■ What needs to be done: Copy the material word for word, starting at its very first line and ending at the line that contains "134 178 L 132", with that line included.
[START Entries supplied]
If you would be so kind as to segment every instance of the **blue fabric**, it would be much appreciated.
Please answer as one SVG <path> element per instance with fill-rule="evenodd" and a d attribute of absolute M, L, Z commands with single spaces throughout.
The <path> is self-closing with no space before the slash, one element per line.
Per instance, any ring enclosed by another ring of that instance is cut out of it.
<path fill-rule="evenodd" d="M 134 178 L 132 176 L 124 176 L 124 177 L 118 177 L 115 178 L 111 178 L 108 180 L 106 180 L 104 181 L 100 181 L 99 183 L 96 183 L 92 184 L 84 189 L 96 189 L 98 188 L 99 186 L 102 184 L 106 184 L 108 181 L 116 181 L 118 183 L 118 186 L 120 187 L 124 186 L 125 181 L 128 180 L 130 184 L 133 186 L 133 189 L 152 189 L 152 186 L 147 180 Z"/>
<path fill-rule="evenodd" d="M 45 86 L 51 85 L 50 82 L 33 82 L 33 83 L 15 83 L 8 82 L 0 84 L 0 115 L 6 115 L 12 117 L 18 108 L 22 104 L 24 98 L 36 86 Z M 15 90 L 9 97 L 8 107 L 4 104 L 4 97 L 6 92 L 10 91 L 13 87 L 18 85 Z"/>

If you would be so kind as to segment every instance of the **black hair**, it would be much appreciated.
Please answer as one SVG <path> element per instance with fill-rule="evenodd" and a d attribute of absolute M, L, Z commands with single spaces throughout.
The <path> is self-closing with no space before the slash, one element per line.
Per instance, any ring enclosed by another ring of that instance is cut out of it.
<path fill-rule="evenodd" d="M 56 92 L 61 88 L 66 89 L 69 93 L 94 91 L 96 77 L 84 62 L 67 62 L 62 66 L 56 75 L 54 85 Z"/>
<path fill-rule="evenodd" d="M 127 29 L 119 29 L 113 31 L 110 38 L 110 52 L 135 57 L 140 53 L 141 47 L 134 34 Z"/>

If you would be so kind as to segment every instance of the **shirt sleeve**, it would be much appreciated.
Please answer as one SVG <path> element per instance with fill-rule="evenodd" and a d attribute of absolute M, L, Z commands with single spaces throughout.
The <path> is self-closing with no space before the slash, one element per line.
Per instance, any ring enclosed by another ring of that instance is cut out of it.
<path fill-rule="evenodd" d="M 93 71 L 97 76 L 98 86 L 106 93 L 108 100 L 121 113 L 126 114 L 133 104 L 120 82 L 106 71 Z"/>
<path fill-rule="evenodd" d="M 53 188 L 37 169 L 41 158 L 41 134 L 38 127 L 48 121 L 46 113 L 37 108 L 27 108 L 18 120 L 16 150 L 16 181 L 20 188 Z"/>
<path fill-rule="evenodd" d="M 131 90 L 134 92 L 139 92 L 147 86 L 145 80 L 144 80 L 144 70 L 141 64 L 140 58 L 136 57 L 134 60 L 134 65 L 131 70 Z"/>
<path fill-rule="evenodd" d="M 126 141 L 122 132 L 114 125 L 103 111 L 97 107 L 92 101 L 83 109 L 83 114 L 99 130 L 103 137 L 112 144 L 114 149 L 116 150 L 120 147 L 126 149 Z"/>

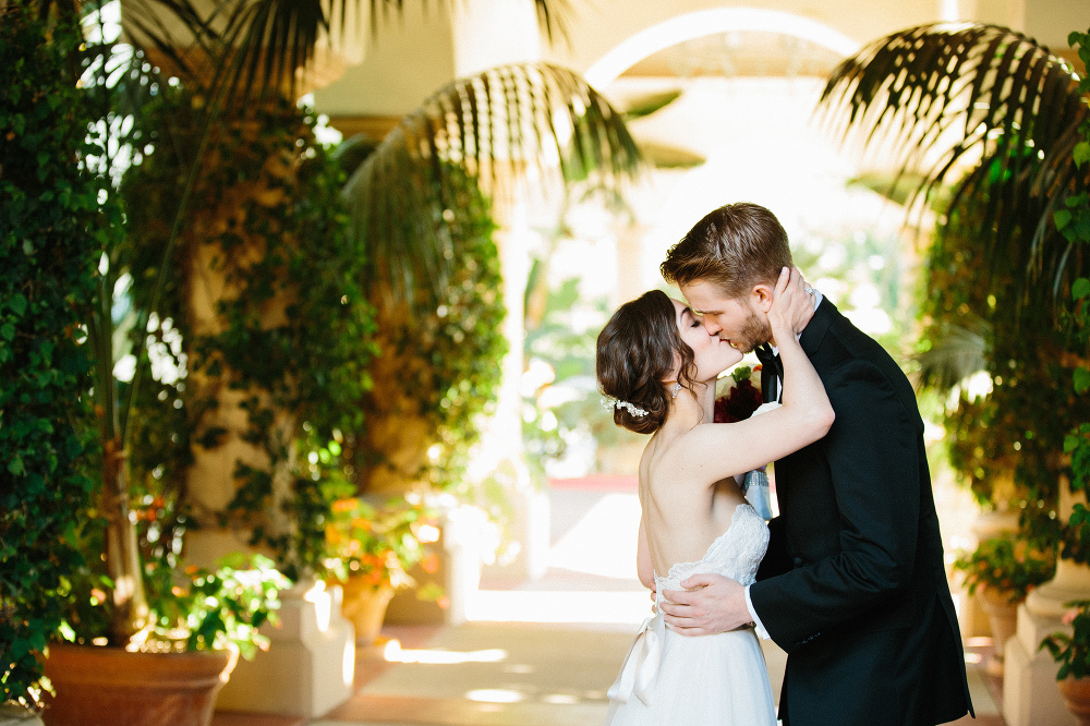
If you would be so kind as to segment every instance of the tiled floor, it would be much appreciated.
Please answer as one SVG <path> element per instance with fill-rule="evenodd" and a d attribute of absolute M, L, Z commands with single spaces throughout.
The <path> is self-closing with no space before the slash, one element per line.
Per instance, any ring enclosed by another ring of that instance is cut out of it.
<path fill-rule="evenodd" d="M 407 667 L 385 660 L 382 649 L 361 649 L 355 694 L 320 718 L 217 712 L 213 726 L 591 726 L 602 723 L 602 690 L 611 681 L 615 661 L 622 655 L 619 649 L 627 642 L 616 629 L 522 624 L 387 627 L 384 638 L 396 639 L 402 655 L 483 657 L 460 665 Z M 489 653 L 504 657 L 488 657 Z M 1005 726 L 997 705 L 1002 679 L 983 666 L 991 655 L 990 642 L 973 639 L 966 653 L 978 715 L 955 724 Z M 507 665 L 496 662 L 500 660 Z M 467 698 L 473 686 L 494 695 Z M 517 691 L 525 698 L 505 702 L 504 693 Z"/>
<path fill-rule="evenodd" d="M 600 483 L 601 484 L 601 483 Z M 471 622 L 457 628 L 386 627 L 400 653 L 361 649 L 355 693 L 307 719 L 218 712 L 213 726 L 596 726 L 605 690 L 650 605 L 634 580 L 639 505 L 628 485 L 554 488 L 550 569 L 545 578 L 482 593 Z M 623 484 L 623 483 L 621 483 Z M 632 501 L 626 497 L 631 498 Z M 620 546 L 617 543 L 622 543 Z M 576 624 L 588 614 L 615 621 Z M 476 622 L 484 620 L 488 622 Z M 510 622 L 502 620 L 530 620 Z M 780 652 L 782 653 L 782 652 Z M 1005 726 L 1002 679 L 988 675 L 988 639 L 966 646 L 977 718 L 959 726 Z M 774 657 L 770 657 L 774 669 Z M 777 676 L 774 676 L 777 678 Z"/>

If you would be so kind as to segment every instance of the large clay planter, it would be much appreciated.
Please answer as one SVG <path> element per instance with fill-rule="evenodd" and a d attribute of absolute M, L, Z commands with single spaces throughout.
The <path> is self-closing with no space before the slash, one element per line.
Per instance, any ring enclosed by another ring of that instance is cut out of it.
<path fill-rule="evenodd" d="M 980 607 L 992 629 L 992 657 L 984 666 L 992 676 L 1003 675 L 1003 648 L 1018 627 L 1018 603 L 1007 602 L 1009 593 L 994 588 L 980 589 Z"/>
<path fill-rule="evenodd" d="M 341 613 L 355 628 L 356 644 L 364 648 L 374 645 L 383 629 L 386 606 L 393 596 L 393 588 L 376 588 L 362 577 L 350 577 L 344 581 L 336 581 L 336 584 L 344 591 Z"/>
<path fill-rule="evenodd" d="M 1081 726 L 1090 726 L 1090 678 L 1071 678 L 1068 676 L 1061 681 L 1059 694 L 1064 697 L 1067 710 L 1075 714 Z"/>
<path fill-rule="evenodd" d="M 235 651 L 130 653 L 53 644 L 46 726 L 207 726 Z"/>

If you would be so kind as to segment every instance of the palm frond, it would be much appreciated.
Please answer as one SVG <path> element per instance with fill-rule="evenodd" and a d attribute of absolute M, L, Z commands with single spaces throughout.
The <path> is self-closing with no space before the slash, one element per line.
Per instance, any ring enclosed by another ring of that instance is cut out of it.
<path fill-rule="evenodd" d="M 981 244 L 1028 294 L 1039 282 L 1058 290 L 1075 259 L 1049 221 L 1064 190 L 1087 179 L 1071 157 L 1088 113 L 1077 82 L 1062 59 L 1008 28 L 930 24 L 844 61 L 819 114 L 835 134 L 888 149 L 899 174 L 920 174 L 910 203 L 952 183 L 947 208 L 986 194 Z"/>
<path fill-rule="evenodd" d="M 977 319 L 968 325 L 946 325 L 932 336 L 929 350 L 917 353 L 918 388 L 948 391 L 972 375 L 988 370 L 989 326 Z"/>
<path fill-rule="evenodd" d="M 548 40 L 567 39 L 570 0 L 533 2 Z M 323 35 L 359 31 L 349 19 L 362 19 L 364 3 L 372 34 L 404 8 L 404 0 L 122 0 L 122 10 L 133 43 L 154 48 L 193 78 L 214 69 L 215 77 L 204 81 L 211 95 L 230 102 L 295 96 Z"/>
<path fill-rule="evenodd" d="M 621 114 L 580 76 L 502 65 L 444 86 L 405 116 L 344 189 L 373 279 L 439 290 L 451 267 L 451 178 L 491 195 L 531 177 L 617 187 L 640 167 Z"/>

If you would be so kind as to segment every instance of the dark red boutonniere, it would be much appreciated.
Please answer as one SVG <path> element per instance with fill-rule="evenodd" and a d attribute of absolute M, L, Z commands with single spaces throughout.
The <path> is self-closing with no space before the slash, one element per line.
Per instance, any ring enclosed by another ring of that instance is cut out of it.
<path fill-rule="evenodd" d="M 753 415 L 761 406 L 761 389 L 751 380 L 753 371 L 749 366 L 739 366 L 730 372 L 734 384 L 722 391 L 715 399 L 715 423 L 735 423 Z"/>

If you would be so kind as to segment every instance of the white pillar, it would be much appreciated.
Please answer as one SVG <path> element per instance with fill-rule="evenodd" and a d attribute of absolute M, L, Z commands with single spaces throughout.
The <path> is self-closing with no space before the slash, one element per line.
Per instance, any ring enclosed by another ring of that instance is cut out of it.
<path fill-rule="evenodd" d="M 271 644 L 239 658 L 216 707 L 313 718 L 352 697 L 355 631 L 341 615 L 341 589 L 308 582 L 280 596 L 280 625 L 265 625 Z"/>
<path fill-rule="evenodd" d="M 1059 481 L 1059 517 L 1067 521 L 1076 501 L 1086 504 L 1086 493 L 1073 495 L 1067 477 Z M 1041 641 L 1056 631 L 1070 632 L 1061 622 L 1064 603 L 1090 598 L 1090 567 L 1067 559 L 1056 562 L 1052 580 L 1030 592 L 1018 607 L 1018 630 L 1004 651 L 1003 717 L 1007 726 L 1077 726 L 1056 687 L 1058 664 Z"/>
[END Entries supplied]
■ Exercise solution:
If you would be so kind as to segment every instance of the **blue fabric**, it would be much appreciated.
Please answer as one SVG <path> element per instance with fill-rule="evenodd" and a d attribute of absolute M, L, Z commands with single spaces throughout.
The <path> is self-closing with no space before the slash, one element per line.
Per instance, any ring enclosed by another ring of that instance is cut out of it.
<path fill-rule="evenodd" d="M 134 178 L 132 176 L 124 176 L 124 177 L 118 177 L 115 178 L 111 178 L 108 180 L 106 180 L 104 181 L 100 181 L 99 183 L 96 183 L 92 184 L 84 189 L 96 189 L 98 188 L 99 186 L 102 184 L 106 184 L 108 181 L 116 181 L 118 183 L 118 186 L 120 187 L 124 186 L 125 181 L 128 180 L 130 184 L 133 186 L 133 189 L 152 189 L 152 186 L 147 180 Z"/>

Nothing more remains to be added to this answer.